### Task requirements
Each line below must be reproduced exactly, though the pictures are to be dropped.
# # # #
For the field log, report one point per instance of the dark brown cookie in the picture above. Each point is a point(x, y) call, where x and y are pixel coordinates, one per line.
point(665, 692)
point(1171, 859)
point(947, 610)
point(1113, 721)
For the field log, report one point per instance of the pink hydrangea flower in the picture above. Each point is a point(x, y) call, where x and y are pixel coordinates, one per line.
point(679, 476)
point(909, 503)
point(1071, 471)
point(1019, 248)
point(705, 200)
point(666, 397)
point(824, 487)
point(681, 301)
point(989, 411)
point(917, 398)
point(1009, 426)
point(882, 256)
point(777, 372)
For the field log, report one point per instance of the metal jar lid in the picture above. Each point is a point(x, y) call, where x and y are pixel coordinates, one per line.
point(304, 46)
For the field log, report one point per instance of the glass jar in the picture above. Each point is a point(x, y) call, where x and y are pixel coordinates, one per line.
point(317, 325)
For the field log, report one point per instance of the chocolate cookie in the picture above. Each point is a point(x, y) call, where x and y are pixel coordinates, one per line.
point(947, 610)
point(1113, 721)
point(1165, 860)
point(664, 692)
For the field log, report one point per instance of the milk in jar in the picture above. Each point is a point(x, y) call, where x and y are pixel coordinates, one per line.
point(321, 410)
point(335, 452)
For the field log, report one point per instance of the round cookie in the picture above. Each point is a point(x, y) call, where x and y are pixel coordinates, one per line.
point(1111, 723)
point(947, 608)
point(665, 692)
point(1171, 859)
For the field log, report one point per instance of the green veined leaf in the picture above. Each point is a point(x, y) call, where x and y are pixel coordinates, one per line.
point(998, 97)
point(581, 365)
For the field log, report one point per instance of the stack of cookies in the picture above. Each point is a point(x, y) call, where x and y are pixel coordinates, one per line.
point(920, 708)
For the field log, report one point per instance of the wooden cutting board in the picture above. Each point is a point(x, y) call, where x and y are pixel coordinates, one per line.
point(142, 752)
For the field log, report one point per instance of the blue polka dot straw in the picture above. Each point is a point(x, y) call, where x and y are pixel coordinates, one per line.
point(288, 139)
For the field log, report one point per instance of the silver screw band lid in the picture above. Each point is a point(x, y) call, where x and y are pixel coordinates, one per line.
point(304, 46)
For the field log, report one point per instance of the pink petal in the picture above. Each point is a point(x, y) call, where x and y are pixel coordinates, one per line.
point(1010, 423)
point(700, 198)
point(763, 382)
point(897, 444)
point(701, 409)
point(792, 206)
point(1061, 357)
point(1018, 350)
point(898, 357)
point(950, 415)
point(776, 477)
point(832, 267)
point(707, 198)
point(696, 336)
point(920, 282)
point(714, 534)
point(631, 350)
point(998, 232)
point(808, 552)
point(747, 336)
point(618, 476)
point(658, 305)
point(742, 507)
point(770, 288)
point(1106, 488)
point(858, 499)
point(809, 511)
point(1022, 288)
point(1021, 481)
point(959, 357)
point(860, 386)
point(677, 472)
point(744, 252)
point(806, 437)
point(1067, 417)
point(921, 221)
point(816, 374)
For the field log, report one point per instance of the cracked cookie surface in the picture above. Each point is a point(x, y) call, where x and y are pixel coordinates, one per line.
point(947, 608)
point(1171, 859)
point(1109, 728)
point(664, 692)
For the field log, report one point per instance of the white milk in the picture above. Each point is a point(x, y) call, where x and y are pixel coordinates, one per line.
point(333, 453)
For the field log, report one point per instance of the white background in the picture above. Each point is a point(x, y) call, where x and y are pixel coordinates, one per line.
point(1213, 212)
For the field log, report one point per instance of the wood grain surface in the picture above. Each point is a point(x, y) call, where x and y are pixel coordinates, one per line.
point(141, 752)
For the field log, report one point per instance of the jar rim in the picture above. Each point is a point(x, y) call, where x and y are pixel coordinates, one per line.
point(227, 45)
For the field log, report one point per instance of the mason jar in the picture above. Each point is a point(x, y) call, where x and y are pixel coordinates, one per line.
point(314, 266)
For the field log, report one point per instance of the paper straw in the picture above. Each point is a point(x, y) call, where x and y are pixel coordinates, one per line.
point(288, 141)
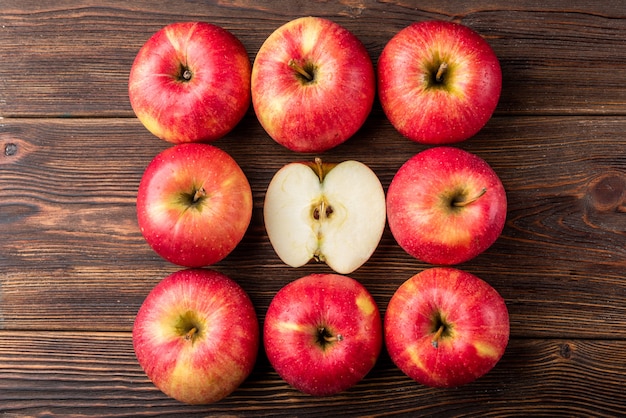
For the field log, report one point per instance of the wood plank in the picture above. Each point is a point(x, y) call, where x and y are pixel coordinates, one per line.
point(72, 58)
point(70, 374)
point(70, 246)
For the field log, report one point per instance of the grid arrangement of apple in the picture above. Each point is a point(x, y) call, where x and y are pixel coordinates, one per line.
point(196, 335)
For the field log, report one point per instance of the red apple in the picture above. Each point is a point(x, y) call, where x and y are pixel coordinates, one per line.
point(446, 206)
point(194, 204)
point(445, 327)
point(313, 84)
point(323, 333)
point(190, 82)
point(438, 82)
point(196, 336)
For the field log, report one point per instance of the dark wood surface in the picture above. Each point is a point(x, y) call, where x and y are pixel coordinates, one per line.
point(74, 268)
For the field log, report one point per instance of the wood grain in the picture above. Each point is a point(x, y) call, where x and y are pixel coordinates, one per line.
point(68, 193)
point(73, 58)
point(72, 373)
point(74, 268)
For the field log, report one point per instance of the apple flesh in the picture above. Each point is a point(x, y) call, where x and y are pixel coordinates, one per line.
point(323, 333)
point(190, 82)
point(194, 204)
point(446, 206)
point(445, 327)
point(196, 336)
point(333, 213)
point(313, 84)
point(438, 82)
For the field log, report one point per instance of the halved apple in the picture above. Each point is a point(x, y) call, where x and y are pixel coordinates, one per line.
point(332, 213)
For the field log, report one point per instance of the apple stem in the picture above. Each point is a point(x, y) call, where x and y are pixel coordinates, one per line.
point(442, 69)
point(437, 336)
point(327, 337)
point(330, 339)
point(191, 333)
point(463, 203)
point(199, 194)
point(300, 70)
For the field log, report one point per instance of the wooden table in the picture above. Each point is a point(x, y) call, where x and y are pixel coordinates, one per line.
point(74, 268)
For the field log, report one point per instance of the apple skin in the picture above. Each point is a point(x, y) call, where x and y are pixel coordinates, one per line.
point(332, 213)
point(345, 311)
point(445, 112)
point(316, 115)
point(425, 212)
point(476, 327)
point(188, 233)
point(205, 365)
point(204, 107)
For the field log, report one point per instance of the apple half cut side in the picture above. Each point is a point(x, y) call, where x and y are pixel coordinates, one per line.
point(196, 336)
point(445, 327)
point(332, 213)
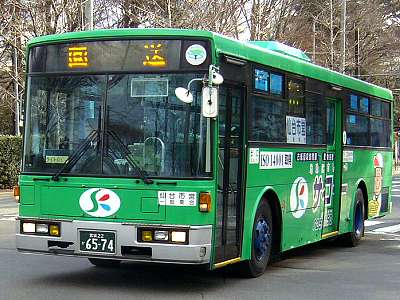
# # # #
### Response to this task
For the field log, report one point per instance of the dark brown cookie in the picture above. Each point is a point(x, y) call, where x and y are pixel coordinates, one per line.
point(665, 692)
point(1171, 859)
point(947, 610)
point(1113, 721)
For the field log, report one point per instance of the pink hydrangea flower in the picture above. Each point is a point(x, y) call, where x and y are pixel coordinates, one per line.
point(679, 476)
point(909, 503)
point(1071, 471)
point(1019, 248)
point(705, 200)
point(666, 397)
point(824, 487)
point(681, 301)
point(989, 411)
point(917, 398)
point(1009, 426)
point(882, 256)
point(777, 372)
For the field log, report one point per instance of the metal jar lid in the picture above. Each point is a point(x, y) call, where x and y are pixel coordinates, one per line.
point(304, 46)
For the field log, report one point per instance of the glass jar in the picture above. Each point is a point(x, y) call, where x and y are pixel coordinates, one per line.
point(317, 325)
For the field log, report one point per instance of the chocolate cookie in the picture above. Each point is a point(x, y) call, where x and y are pixel coordinates, one per line.
point(947, 610)
point(1113, 721)
point(1165, 860)
point(664, 692)
For the field log, report one point per instance of the milk in jar in the picture above. Each point is a point(x, y) call, where x and y are pixel coordinates, one per line.
point(321, 410)
point(335, 452)
For the field log, report one point per instance of the round cookie in the picture above. Each point is a point(x, y) call, where x and y are pixel coordinates, one per line.
point(1111, 723)
point(947, 608)
point(665, 692)
point(1171, 859)
For the field log, report one point per instance of the green veined leaf in the picture above. Each point is a point(x, y) call, where x and y are pixel coordinates, one per line.
point(998, 97)
point(581, 365)
For the field log, report one point per instance of the stack of cookies in the picture above. Each point is a point(x, y) call, where x and y are pixel coordinates, one per line.
point(920, 708)
For the field log, report one point per instance of the wooden cutting board in the picture above. Each point is a point(x, y) call, where x and y are pixel coordinates, one per line.
point(142, 752)
For the field log, report one point per instance of the blue polka dot straw in the picture above. Each point is a point(x, y) call, where x and y are pixel coordinates, one per line.
point(288, 139)
For the field log, report one point per instance of the silver screw band lid in the picture above. Each point is a point(x, y) call, where x and y are pixel coordinates, one per line.
point(304, 46)
For the field log, report one point per instance of the pink petal in the picture above. Each point is a point(x, y) call, where x and y are pixel coordinates, one per line.
point(1010, 423)
point(700, 198)
point(763, 382)
point(897, 444)
point(701, 409)
point(792, 206)
point(1061, 357)
point(1018, 350)
point(898, 357)
point(950, 415)
point(776, 477)
point(832, 267)
point(707, 198)
point(696, 336)
point(920, 282)
point(714, 534)
point(631, 350)
point(998, 232)
point(808, 552)
point(747, 336)
point(618, 476)
point(658, 305)
point(742, 507)
point(770, 288)
point(1106, 488)
point(858, 499)
point(809, 511)
point(1022, 288)
point(1021, 481)
point(959, 357)
point(860, 386)
point(677, 472)
point(744, 252)
point(806, 437)
point(1067, 417)
point(921, 221)
point(816, 374)
For the field log, report one point per instance of the cracked cookie surface in the picture above. Each point is a point(x, y) call, where x and y are pixel coordinates, one per line.
point(947, 608)
point(1171, 859)
point(1109, 728)
point(664, 692)
For the field log, report one point per instance of the white milk in the picture above. Each point is a point(x, y) call, where x and y are pixel coordinates, one per line.
point(333, 453)
For the field log, report one point per instance of the white background in the picture above. Each point is a point(x, y) call, where x and y are pixel coordinates, one per line.
point(1213, 212)
For the field log, report one point per instance of the wood grain surface in the picture above. Each point is a point(x, y) call, where x and y are pixel coordinates, one per line.
point(141, 752)
For the field log, report one point per instance of the jar rim in the picture above. Each point is a point(x, y) call, where x and y are pixel coordinates, one per line.
point(227, 45)
For the field log, report one point per instance of the mason jar in the picture above. Each point is a point(x, y) call, where x and y are pixel coordinates, one per line.
point(314, 266)
For the field log, report one point per instance of the paper straw in the picture above. Each point is a point(x, y) call, where x and y are pixel coordinates, one per line.
point(288, 141)
For the field log, report one point per instance of the wood plank in the picture above. Each point is a point(x, y) call, where x and y are pixel coordinates, one per line.
point(72, 58)
point(70, 374)
point(70, 246)
For the field log, report one point per instance of the grid arrangement of apple in the picture above. Each point is a point(x, y) call, where x and y are pixel coordinates, one per line.
point(196, 335)
For the field log, report one point per instance of the red apple in the picture above. Each point is a point(x, y) call, where x and y are pixel coordinates, one per line.
point(446, 206)
point(194, 204)
point(445, 327)
point(313, 84)
point(323, 333)
point(190, 82)
point(438, 82)
point(196, 336)
For the field log, report one point per instance of the dark wood surface in the picture above. Each point is a point(x, y) call, where x and y are pixel coordinates, one per line.
point(74, 268)
For the field log, report one point per instance of the wood grain in the picture above. Each point is a point(x, y) call, where x and y are pixel coordinates, one per line.
point(68, 193)
point(73, 58)
point(72, 373)
point(74, 268)
For the field log, report one point per instance of the apple flesh in the picture above. Each point is a point(x, y) call, where x and y are pixel coordinates, one per line.
point(323, 333)
point(190, 82)
point(194, 204)
point(446, 206)
point(445, 327)
point(196, 336)
point(333, 213)
point(313, 84)
point(438, 82)
For the field log, report one point per instance of the halved apple in the picture above. Each point is a point(x, y) call, where x and y are pixel coordinates, one per line.
point(332, 213)
For the field log, report one point per instance of the apple stem in the picture above. Each point is a point(x, y) call, where x and y are pixel coordinates, one per line.
point(442, 69)
point(437, 336)
point(327, 337)
point(330, 339)
point(191, 333)
point(463, 203)
point(199, 194)
point(300, 70)
For the field log, report one point per instance of the wooden table in the picture above. Each point is a point(x, y) call, where x and y are pixel coordinates, one per line.
point(74, 268)
For the field log, report one point per instance of the apple skin in the picture above. Each point is a point(x, y) call, where x and y are pixel coordinates, one per line.
point(332, 213)
point(345, 311)
point(445, 112)
point(316, 115)
point(425, 212)
point(476, 327)
point(188, 233)
point(205, 365)
point(204, 107)
For the field log, report one point per instance of the apple half cut side in the picture above. Each point is a point(x, y) call, where x and y are pixel coordinates, one per line.
point(196, 336)
point(445, 327)
point(332, 213)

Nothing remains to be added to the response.